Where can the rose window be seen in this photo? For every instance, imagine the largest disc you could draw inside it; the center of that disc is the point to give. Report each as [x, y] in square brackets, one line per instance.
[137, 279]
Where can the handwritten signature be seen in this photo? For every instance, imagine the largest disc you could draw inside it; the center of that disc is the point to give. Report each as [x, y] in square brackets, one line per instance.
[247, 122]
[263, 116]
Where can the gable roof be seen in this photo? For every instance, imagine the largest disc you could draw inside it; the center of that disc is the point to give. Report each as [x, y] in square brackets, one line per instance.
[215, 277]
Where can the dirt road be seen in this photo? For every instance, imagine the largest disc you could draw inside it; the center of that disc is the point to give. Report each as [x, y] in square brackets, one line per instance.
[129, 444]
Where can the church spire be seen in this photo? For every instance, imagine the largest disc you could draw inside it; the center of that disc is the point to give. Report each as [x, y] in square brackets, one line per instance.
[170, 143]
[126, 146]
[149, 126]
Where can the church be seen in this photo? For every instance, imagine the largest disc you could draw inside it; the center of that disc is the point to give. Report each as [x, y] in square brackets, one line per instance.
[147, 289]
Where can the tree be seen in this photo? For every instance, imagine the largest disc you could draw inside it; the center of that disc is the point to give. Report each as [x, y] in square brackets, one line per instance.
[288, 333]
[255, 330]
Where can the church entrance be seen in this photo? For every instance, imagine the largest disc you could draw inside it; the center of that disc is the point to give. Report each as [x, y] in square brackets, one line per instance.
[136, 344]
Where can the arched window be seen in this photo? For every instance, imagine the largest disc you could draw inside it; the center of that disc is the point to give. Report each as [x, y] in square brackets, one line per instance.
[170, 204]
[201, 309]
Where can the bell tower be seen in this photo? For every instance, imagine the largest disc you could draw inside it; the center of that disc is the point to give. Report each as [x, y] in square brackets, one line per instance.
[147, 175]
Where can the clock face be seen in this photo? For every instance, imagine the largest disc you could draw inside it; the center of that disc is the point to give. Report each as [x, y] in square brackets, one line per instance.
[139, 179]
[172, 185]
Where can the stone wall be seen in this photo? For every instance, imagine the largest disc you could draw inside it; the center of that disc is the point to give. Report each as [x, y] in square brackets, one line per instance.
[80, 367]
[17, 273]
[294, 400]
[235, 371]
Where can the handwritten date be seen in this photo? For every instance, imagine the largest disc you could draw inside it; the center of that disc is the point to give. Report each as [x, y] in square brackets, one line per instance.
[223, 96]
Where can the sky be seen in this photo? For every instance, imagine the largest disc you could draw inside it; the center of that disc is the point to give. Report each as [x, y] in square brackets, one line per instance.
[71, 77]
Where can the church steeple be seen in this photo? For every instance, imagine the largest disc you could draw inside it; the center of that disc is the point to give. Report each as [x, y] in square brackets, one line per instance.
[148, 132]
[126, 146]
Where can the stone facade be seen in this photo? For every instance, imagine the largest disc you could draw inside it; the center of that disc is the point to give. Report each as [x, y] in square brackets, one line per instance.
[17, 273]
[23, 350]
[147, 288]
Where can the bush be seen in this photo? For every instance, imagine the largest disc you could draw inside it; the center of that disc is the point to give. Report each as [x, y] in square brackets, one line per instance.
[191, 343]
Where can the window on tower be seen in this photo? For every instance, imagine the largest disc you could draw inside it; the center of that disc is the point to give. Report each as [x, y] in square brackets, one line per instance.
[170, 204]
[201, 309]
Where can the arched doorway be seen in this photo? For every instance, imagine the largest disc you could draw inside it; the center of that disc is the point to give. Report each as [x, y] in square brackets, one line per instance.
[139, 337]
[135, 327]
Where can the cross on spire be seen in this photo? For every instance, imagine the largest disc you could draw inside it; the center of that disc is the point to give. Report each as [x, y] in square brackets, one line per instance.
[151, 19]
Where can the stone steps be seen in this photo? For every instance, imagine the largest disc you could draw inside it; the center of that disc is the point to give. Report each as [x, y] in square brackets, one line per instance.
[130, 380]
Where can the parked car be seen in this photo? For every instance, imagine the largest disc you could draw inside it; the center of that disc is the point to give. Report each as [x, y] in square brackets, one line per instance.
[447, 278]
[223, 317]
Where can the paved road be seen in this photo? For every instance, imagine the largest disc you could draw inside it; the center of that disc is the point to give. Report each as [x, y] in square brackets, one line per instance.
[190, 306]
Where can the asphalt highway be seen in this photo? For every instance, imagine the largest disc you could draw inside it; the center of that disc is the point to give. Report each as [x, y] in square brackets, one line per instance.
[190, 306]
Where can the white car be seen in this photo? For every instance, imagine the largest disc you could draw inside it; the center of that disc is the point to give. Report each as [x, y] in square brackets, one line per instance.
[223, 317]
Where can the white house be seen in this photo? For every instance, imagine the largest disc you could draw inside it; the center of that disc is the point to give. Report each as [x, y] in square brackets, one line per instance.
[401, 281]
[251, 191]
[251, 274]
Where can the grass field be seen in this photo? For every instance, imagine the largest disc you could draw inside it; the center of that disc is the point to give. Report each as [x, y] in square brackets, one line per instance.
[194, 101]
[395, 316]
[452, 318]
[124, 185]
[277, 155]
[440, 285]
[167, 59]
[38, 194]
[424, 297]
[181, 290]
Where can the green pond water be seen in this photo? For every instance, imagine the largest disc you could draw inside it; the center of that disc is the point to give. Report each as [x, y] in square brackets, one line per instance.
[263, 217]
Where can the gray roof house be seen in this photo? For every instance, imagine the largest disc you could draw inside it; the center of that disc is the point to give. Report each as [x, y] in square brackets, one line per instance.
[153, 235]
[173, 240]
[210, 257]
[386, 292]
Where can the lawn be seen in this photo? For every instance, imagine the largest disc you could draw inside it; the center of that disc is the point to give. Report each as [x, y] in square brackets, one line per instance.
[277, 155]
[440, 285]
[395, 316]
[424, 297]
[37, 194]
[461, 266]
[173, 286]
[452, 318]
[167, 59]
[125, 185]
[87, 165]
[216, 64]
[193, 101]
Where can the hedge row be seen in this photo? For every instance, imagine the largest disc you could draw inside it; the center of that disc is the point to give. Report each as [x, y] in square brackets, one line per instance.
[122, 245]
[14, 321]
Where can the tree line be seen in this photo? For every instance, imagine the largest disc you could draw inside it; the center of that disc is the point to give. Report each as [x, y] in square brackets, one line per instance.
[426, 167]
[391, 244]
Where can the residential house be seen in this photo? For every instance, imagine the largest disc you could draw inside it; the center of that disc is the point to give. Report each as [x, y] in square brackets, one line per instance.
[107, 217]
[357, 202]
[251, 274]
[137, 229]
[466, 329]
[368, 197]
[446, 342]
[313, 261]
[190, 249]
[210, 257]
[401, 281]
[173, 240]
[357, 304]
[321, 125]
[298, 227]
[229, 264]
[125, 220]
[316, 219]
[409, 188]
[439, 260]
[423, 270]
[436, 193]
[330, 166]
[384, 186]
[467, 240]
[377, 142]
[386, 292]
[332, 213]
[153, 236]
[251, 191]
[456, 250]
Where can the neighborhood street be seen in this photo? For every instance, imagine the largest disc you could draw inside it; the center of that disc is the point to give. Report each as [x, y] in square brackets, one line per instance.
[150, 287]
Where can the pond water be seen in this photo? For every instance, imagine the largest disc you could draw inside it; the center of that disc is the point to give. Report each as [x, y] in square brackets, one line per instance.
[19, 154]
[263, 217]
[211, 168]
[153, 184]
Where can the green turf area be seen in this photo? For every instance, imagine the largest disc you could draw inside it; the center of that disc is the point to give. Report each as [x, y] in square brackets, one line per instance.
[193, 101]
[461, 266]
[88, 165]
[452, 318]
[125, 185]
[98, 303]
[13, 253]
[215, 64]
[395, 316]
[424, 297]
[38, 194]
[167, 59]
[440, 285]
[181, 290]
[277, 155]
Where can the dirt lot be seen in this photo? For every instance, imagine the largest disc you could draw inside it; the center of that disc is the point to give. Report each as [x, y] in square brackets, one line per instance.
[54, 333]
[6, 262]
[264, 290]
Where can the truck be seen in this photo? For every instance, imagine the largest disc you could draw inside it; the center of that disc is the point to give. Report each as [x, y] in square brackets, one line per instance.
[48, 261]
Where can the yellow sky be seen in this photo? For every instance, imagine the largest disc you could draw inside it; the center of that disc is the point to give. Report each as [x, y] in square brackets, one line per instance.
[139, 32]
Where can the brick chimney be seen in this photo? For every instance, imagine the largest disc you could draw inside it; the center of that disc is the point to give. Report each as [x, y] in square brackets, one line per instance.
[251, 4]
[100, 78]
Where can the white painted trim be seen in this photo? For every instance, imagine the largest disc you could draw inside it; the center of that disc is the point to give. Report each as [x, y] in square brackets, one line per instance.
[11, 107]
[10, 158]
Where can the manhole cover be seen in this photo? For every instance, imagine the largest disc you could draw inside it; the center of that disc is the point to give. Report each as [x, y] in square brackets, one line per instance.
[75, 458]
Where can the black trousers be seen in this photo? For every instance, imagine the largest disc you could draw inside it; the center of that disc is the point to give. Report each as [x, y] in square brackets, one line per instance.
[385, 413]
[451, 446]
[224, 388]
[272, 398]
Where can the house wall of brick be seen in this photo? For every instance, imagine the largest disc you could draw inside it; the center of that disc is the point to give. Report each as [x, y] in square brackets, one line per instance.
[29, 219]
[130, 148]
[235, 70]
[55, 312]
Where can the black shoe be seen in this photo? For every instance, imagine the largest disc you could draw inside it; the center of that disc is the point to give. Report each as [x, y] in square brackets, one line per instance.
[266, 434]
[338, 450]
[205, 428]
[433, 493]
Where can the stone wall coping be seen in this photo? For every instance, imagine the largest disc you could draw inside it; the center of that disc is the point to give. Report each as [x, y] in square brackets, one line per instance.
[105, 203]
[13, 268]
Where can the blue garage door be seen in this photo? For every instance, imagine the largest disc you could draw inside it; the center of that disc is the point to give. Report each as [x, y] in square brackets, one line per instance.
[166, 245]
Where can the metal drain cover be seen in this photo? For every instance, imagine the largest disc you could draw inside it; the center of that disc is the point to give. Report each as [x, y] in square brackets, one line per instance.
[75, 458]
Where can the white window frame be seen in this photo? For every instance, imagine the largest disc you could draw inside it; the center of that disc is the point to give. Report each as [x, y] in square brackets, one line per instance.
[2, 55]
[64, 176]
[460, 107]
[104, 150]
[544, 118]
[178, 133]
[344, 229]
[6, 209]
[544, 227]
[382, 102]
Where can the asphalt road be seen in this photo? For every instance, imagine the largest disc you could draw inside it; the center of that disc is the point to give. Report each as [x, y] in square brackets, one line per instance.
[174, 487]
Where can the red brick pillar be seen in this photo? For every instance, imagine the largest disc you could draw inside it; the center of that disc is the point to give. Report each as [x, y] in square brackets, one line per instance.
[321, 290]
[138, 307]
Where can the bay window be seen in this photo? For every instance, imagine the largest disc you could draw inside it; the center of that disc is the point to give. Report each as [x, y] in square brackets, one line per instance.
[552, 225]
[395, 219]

★ ★ ★ ★ ★

- **Set problem**
Transcribe word for word the lines from the one holding "Where can the black shoe" to the last line of the listing above, inclusive.

- **The result**
Where can the black shoe be seen in this photo? For every instance, imagine the largest disc you could draw inside it; the center of that disc is the point to give. Report each as [x, y] in square brackets, one line per instance.
[266, 434]
[338, 450]
[205, 428]
[433, 493]
Where can the stone wall coping be seen in this photo? For every instance, imagine the largest disc you could draw inside it; the center of that disc is the point to give. Report each as [x, y] in square brackets, one line per instance.
[105, 203]
[13, 268]
Where can the blue garage door be seen in this photo? For every instance, imagine the largest disc you could draw inside it; the center of that disc is the point to give. Report each as [x, y] in square brackets, one line per instance.
[166, 245]
Where can the metal drain cover be seen in this photo? For every instance, imagine the largest disc you could draw inside it; the center of that disc is the point to give. Report each as [x, y] in square brackets, one line per instance.
[75, 458]
Where can the white window frame be seen in this photo? For every instance, imagine the largest disc you could draw inside it; the center of that disc is the point to give. Report each as [x, y] in square brackets, one line per instance.
[2, 55]
[64, 176]
[460, 107]
[104, 150]
[544, 118]
[178, 133]
[344, 229]
[6, 209]
[544, 227]
[382, 102]
Where can the asphalt road be seen in this photo? For every instance, imagine the largest disc you could draw inside it; the center of that disc is the point to give. Report each as [x, y] in square brackets, one line per instance.
[174, 487]
Where can the red brick pillar be seen in this photo? For every instance, imagine the largest disc you could draw inside it; the center of that disc is the point to give. Report each as [x, y] in square brackets, one line per instance.
[321, 290]
[138, 307]
Where can the bay window be seen in this photo? For every instance, imagine the largest disc you could draw inside it; the center of that disc is the point to give. Report each as [x, y] in square brackets, one line per instance.
[552, 225]
[395, 219]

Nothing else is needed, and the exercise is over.